Entries from a point annotation set
^^^^

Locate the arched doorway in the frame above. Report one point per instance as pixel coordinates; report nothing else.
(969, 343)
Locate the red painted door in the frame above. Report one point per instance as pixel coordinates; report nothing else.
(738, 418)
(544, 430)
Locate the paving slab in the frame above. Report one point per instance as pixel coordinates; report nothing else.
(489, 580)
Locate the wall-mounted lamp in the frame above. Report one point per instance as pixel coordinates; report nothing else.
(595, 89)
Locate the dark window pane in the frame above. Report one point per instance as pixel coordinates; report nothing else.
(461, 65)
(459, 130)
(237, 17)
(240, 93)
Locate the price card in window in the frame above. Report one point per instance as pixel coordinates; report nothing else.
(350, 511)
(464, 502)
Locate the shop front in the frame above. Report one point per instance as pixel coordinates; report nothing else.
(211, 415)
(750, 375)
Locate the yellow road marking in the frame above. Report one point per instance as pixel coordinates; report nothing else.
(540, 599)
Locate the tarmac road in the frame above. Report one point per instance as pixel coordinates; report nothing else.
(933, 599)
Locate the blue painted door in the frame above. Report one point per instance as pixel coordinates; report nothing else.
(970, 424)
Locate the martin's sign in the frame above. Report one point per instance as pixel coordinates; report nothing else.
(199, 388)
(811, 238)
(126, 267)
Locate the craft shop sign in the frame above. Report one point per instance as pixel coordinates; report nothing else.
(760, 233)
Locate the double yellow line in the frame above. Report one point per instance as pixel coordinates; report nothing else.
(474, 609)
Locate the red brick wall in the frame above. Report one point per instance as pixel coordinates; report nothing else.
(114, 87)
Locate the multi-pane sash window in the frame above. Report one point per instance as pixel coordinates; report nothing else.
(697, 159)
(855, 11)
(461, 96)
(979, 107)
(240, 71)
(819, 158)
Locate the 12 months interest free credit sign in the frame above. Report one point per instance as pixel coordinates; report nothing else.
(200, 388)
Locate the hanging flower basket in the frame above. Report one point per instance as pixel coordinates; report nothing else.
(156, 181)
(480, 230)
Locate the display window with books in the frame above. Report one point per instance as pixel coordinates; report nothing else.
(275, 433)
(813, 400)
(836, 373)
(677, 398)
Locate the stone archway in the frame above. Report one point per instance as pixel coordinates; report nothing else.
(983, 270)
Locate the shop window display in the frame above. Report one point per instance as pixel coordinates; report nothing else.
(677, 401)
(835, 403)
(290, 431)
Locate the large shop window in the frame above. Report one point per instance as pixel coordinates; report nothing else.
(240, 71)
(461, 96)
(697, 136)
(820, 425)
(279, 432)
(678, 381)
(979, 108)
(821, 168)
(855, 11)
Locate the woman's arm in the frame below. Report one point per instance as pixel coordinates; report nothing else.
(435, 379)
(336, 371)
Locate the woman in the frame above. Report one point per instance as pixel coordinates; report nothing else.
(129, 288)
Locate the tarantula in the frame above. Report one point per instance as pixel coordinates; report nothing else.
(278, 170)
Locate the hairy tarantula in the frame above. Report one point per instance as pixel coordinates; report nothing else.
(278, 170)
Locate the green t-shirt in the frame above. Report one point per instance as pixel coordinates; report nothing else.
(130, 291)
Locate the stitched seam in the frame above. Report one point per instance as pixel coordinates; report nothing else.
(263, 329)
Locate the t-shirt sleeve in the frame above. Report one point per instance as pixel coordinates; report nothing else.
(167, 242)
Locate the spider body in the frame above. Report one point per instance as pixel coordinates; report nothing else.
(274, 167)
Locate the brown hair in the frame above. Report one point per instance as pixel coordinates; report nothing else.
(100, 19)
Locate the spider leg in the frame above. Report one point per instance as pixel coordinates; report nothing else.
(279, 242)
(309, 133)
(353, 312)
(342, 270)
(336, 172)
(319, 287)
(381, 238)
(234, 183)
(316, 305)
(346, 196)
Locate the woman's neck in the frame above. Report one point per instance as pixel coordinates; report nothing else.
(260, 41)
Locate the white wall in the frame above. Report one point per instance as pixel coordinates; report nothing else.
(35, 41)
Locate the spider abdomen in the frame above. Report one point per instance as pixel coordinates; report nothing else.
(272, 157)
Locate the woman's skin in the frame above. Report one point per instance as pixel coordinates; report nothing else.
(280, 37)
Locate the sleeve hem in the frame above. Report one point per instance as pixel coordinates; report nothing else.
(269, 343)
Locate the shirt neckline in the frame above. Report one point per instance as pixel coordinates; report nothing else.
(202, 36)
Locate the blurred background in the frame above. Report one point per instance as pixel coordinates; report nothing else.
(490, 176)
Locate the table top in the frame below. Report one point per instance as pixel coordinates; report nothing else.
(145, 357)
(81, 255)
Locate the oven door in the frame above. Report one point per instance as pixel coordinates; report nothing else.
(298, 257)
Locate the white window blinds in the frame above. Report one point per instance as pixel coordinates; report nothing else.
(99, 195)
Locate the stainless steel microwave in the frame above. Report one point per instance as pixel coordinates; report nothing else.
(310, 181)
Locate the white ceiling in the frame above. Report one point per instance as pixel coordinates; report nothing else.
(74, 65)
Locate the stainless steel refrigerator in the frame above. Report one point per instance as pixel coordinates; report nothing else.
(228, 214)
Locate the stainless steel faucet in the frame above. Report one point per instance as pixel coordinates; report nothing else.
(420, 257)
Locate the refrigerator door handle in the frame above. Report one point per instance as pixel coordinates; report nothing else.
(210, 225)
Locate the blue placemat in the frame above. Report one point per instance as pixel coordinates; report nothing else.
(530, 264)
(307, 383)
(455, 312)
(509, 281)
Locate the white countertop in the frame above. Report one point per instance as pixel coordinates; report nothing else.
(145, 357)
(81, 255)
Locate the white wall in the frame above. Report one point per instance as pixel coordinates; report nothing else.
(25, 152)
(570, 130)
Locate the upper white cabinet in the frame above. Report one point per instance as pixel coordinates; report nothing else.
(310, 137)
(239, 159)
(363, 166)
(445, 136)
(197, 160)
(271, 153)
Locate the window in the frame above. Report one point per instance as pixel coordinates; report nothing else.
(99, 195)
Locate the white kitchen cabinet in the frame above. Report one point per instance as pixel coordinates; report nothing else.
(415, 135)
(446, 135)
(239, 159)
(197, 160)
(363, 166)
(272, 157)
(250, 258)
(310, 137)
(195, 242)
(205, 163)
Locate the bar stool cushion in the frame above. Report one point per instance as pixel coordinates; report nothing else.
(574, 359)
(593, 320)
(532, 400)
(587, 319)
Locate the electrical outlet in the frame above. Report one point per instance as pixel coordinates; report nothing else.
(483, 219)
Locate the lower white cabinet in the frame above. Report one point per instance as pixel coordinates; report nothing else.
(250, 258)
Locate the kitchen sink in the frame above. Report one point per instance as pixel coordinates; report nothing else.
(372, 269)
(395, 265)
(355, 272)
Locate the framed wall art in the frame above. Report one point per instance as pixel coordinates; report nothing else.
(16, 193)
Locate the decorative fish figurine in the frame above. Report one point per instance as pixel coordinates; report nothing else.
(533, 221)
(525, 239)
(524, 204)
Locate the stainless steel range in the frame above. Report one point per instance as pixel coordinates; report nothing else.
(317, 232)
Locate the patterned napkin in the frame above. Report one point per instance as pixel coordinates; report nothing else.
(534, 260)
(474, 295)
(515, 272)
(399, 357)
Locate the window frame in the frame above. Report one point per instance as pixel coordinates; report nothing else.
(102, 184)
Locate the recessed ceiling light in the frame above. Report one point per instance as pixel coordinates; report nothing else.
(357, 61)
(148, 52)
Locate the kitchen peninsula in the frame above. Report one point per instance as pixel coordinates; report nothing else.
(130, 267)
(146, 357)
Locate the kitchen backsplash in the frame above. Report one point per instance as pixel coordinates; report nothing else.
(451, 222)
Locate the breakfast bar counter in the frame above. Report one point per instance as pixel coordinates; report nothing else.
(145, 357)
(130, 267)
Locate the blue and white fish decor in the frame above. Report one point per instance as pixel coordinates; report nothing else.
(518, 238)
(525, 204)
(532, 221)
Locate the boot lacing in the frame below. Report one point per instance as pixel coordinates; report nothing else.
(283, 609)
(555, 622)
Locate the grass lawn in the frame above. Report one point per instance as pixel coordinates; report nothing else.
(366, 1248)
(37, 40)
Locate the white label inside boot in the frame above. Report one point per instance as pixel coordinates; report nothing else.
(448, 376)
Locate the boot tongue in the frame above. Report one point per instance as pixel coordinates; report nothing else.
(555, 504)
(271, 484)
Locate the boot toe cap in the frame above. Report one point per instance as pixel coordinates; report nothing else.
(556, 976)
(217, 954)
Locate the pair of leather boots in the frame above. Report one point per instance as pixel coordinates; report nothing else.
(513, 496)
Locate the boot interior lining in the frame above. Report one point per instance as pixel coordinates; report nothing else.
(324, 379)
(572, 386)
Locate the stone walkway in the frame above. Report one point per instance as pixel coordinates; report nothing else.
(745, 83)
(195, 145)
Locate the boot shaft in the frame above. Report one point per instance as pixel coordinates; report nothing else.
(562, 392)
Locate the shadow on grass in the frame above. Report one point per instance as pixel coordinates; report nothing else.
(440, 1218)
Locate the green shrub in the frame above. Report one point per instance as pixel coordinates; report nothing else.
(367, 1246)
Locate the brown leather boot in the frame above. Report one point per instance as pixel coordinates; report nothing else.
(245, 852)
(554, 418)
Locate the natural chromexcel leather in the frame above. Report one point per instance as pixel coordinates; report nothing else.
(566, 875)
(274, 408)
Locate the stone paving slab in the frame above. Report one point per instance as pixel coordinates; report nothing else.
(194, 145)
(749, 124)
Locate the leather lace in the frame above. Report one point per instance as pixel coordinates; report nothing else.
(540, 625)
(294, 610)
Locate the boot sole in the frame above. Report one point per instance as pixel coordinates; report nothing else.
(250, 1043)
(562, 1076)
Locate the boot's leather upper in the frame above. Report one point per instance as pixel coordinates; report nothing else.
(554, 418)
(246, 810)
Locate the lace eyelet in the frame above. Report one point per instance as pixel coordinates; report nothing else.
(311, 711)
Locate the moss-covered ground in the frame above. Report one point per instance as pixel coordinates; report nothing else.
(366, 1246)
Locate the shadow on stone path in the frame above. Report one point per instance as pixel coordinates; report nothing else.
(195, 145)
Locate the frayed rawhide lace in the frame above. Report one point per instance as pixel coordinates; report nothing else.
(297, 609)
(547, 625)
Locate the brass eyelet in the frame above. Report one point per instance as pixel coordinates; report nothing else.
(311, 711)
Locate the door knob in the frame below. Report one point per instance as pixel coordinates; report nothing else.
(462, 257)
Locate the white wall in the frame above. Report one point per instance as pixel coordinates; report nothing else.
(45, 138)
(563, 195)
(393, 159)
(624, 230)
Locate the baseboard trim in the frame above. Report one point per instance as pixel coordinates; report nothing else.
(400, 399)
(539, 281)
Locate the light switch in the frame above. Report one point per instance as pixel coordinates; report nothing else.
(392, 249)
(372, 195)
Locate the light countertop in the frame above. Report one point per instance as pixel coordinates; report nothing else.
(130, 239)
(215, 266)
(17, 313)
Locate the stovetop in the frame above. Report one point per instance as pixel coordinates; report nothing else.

^^^^

=== EXERCISE TASK ===
Starting with the line that contains "Locate the stone paving", write out each line through the end of the listing, exactly as it appears, and include nothing else.

=== RESULT ===
Locate the stone paving slab in the frame above. Report one point per instance as pixel coordinates; report nothing else.
(194, 145)
(749, 124)
Locate the leather lace in the frame above. Report one point per instance as pixel coordinates; report nothing else.
(540, 625)
(294, 610)
Locate the boot sole in the frame above. Report one point per instance as pixel coordinates; report nothing else.
(250, 1043)
(562, 1076)
Locate the boot's leather upper in the frame above. Report one point per instance as pixel coordinates; report nothing else.
(554, 418)
(246, 810)
Locate the lace eyelet in the frame above. Report one point per instance as pixel coordinates; report nothing else.
(311, 711)
Locate the moss-covered ground in the frame above. Report one point per instance as pixel coordinates; report nothing else.
(366, 1246)
Locate the shadow on stone path in the frame above. Report one point per instance as pixel coordinates; report nothing else.
(195, 145)
Locate the frayed rawhide lace in the frame above. Report one point per instance as pixel coordinates; report nothing else.
(297, 609)
(547, 625)
Locate the brass eyelet in the frame above. Report one point per instance as pixel coordinates; report nothing else.
(311, 711)
Locate the door knob in the frame below. Report one point per instance as pixel coordinates; report nothing else.
(462, 257)
Locate the white wall in the frame above. Report one point per instance as pixel coordinates; report nothing else.
(45, 138)
(563, 195)
(393, 159)
(624, 230)
Locate the baseboard trim in the frame above. Report one point per instance as pixel coordinates; report nothing else.
(400, 399)
(539, 281)
Locate the light switch in the frame above. Report one point per instance as pixel coordinates; report nothing else.
(392, 249)
(372, 195)
Locate the light countertop in the frame above. Report one point per instance as pixel coordinates; report nothing else.
(130, 239)
(215, 266)
(17, 313)
Locate the stovetop in the frame above. Report one point per instance as pixel coordinates; report nothing else.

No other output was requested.